Your task
Take the line containing "[point] every instance of the distant" and every line after it in the data below, and print them exactly as given, with nothing else.

Given data
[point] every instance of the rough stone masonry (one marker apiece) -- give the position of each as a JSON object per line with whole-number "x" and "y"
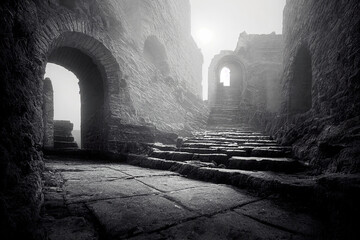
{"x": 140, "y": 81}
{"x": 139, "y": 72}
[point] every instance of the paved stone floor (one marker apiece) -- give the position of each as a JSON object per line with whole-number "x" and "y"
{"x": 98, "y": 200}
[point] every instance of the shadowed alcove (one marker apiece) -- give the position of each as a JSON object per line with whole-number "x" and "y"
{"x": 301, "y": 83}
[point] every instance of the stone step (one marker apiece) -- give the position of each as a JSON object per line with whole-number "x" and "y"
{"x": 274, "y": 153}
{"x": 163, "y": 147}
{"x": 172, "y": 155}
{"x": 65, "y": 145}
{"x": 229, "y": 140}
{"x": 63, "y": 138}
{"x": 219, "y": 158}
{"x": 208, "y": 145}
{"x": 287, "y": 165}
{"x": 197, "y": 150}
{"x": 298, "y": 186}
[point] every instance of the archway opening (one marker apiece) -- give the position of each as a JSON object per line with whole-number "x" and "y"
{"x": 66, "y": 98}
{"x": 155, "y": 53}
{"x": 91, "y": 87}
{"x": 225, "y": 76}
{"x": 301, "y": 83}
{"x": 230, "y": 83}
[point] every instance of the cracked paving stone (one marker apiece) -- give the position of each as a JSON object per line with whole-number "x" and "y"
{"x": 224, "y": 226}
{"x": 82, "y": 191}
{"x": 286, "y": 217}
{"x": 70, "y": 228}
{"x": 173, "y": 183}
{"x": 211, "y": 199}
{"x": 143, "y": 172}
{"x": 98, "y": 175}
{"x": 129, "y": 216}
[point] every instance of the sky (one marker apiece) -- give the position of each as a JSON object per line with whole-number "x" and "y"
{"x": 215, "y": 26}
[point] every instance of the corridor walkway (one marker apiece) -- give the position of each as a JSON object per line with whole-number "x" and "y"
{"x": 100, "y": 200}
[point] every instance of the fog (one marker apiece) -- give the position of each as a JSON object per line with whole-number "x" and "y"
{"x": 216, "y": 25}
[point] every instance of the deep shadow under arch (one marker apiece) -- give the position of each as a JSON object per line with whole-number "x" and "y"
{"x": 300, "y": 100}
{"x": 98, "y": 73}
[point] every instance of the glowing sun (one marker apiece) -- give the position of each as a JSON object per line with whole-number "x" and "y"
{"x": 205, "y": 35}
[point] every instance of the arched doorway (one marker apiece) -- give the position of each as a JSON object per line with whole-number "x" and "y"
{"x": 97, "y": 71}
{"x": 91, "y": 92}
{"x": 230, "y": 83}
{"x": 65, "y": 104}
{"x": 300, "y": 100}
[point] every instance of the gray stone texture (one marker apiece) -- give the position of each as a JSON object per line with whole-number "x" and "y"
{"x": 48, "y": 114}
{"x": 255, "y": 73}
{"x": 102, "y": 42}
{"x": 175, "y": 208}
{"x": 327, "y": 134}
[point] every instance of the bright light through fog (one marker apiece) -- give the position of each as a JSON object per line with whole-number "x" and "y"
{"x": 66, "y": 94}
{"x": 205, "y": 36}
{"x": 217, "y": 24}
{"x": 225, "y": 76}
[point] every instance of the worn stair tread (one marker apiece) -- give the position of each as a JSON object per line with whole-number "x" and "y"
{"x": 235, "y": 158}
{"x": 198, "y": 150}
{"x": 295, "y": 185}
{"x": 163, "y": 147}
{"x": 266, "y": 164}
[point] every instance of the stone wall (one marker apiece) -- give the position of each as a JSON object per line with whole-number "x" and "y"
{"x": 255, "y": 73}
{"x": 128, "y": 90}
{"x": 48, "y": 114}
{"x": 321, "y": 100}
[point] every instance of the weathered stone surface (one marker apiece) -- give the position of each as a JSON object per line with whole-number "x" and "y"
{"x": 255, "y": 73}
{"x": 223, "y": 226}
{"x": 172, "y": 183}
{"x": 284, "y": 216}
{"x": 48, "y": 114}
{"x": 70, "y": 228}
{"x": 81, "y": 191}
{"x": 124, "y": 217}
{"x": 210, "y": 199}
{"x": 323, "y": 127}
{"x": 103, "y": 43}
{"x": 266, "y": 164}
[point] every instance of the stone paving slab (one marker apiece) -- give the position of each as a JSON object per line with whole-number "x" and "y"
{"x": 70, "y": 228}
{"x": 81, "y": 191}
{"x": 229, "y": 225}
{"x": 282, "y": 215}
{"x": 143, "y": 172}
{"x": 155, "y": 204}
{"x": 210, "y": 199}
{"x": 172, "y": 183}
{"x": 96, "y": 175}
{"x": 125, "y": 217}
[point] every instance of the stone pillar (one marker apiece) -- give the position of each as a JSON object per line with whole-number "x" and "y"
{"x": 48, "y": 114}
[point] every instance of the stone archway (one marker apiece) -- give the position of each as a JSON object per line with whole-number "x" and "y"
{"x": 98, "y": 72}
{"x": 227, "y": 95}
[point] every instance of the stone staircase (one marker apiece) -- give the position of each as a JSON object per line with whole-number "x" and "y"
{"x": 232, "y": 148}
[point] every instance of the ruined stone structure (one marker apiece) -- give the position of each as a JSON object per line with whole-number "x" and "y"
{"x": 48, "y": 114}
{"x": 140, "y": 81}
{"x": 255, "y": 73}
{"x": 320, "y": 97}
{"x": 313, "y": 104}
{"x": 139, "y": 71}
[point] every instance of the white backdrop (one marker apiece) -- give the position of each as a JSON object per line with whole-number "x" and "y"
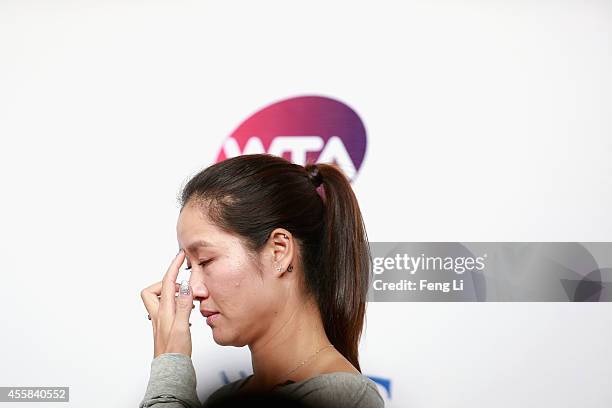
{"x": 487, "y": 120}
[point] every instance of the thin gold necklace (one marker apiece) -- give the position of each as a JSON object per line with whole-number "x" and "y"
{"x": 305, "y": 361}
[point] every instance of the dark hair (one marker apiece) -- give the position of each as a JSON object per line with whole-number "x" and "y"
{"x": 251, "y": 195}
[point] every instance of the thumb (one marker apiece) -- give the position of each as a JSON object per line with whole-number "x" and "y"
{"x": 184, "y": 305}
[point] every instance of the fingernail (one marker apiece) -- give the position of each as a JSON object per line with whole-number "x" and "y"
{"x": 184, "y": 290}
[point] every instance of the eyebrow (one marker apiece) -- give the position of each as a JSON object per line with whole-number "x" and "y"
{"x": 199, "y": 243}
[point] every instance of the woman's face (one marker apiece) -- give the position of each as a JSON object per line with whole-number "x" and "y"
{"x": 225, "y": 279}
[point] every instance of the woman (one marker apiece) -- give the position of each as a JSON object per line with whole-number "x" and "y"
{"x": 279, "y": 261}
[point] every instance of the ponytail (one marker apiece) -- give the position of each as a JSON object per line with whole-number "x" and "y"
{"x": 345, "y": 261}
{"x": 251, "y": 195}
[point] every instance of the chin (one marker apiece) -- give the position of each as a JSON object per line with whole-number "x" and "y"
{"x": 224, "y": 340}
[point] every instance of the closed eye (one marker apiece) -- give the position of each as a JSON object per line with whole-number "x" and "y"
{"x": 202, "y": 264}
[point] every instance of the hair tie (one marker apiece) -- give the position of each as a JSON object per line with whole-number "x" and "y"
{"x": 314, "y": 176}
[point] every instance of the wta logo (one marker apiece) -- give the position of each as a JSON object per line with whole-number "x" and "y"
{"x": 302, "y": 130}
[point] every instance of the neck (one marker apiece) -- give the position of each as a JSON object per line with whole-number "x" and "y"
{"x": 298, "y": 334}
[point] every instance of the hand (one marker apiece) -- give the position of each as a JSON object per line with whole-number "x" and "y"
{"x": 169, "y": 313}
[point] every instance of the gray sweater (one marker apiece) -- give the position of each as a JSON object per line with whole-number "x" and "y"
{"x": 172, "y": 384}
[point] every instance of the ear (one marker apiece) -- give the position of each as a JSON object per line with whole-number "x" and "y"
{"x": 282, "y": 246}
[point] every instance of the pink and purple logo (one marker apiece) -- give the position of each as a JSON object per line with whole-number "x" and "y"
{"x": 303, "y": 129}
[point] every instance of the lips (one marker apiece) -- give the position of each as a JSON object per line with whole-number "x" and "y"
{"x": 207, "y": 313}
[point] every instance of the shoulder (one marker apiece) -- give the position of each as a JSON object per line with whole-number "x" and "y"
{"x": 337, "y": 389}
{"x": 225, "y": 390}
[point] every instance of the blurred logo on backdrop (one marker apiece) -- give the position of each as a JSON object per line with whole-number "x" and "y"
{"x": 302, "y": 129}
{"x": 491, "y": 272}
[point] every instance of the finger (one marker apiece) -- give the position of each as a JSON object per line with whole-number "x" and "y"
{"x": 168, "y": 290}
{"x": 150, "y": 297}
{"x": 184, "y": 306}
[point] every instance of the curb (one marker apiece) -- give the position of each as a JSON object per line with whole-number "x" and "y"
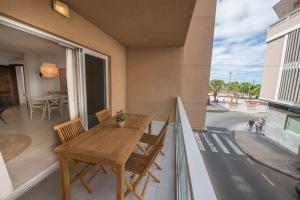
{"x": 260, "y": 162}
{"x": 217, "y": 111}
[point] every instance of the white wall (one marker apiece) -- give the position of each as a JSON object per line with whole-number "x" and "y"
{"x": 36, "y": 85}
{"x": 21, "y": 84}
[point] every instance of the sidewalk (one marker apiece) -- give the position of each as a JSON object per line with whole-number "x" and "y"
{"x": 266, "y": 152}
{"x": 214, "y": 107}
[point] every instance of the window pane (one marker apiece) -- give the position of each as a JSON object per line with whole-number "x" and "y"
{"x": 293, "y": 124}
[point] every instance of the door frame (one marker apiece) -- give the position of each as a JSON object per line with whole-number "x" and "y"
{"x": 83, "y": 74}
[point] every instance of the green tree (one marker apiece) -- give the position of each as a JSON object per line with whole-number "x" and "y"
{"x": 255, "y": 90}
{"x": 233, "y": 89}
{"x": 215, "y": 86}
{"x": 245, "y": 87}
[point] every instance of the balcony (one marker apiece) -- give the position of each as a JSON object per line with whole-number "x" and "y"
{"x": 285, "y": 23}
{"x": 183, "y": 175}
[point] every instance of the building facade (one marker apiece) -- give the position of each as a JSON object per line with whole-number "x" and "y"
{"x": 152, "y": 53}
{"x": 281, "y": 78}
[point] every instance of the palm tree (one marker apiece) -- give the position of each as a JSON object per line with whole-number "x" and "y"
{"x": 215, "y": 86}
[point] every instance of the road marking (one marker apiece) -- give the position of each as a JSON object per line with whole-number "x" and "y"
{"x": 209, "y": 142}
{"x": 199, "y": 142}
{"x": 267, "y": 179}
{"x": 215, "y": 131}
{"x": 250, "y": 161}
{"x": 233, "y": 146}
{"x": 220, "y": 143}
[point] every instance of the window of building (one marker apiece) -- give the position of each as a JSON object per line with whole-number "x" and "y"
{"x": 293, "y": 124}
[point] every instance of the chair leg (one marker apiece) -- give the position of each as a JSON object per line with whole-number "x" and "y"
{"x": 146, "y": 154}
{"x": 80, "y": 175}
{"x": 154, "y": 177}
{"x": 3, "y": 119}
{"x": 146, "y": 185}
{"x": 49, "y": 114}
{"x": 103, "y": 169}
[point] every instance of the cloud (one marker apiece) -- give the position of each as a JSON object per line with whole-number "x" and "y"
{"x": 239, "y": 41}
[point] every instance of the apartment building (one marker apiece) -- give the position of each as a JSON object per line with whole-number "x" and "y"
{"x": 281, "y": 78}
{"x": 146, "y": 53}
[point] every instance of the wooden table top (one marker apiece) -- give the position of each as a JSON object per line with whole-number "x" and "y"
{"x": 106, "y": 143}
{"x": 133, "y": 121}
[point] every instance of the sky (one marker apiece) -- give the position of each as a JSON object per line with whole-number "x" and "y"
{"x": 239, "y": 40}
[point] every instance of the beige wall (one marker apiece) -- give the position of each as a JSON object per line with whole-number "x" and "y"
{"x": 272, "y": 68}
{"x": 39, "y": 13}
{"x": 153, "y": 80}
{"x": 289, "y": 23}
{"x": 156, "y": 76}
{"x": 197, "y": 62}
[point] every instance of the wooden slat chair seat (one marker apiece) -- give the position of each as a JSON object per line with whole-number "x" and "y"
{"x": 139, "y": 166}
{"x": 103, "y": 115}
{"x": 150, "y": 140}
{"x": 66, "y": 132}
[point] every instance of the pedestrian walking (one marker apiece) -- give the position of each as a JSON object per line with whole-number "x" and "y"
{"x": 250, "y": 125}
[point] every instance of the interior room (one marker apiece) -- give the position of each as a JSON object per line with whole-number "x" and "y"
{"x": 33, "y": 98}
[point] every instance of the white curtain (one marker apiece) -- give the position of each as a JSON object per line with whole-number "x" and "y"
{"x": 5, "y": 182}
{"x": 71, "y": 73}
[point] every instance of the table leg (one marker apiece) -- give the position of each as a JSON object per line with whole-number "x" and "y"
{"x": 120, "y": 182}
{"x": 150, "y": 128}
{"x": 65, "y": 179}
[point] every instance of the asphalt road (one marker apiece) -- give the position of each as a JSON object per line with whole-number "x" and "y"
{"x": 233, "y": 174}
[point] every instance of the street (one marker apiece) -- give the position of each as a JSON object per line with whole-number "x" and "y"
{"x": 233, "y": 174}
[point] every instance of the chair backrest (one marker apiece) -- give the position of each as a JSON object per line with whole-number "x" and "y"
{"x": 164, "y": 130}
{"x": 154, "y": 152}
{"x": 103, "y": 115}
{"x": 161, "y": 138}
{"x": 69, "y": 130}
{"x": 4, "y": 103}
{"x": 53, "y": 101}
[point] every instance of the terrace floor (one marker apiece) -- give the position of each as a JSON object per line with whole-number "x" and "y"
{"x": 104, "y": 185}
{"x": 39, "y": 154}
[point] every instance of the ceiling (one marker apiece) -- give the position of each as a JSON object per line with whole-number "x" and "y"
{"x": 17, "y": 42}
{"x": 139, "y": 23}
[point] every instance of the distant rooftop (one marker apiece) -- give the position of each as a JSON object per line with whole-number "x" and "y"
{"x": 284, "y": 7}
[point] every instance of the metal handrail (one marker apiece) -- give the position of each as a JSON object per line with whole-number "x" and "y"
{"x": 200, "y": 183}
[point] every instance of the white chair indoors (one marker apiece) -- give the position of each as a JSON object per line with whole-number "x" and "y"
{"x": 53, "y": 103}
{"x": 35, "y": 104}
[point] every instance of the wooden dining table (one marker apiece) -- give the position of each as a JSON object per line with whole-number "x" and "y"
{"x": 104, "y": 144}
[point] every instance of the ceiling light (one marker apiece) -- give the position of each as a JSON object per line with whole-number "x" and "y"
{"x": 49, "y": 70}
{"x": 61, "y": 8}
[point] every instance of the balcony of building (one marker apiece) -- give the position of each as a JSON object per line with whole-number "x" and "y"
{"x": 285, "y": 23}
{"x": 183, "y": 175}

Final answer
[point] every instance of the distant rooftop (one marker apiece) -- give the position of each as a JSON object per line with whole-number "x" and "y"
{"x": 284, "y": 7}
[point] every instance of the metal handrail (one marker apiece) -- give the position of each as a JSON object per line with whole-number "x" and "y"
{"x": 200, "y": 183}
[point] every instance of the white chair indoors (one marker apiece) -- give the position of each as a JSON object per line with whole-number "x" and "y"
{"x": 53, "y": 103}
{"x": 35, "y": 104}
[point] every instance of the wooden dining table (one marker apiece) -- give the position of each as a JSON object per line with whole-number "x" and "y"
{"x": 104, "y": 144}
[point] every instance of the ceiling light (one marker apiece) -- give the position of each as a JSON object per line with whole-number "x" and "y"
{"x": 49, "y": 70}
{"x": 61, "y": 8}
[point] every instance of the balcony of building (one marker apiece) -- give the position of each as a JSON object per line with whole-number "x" and "y"
{"x": 285, "y": 23}
{"x": 183, "y": 175}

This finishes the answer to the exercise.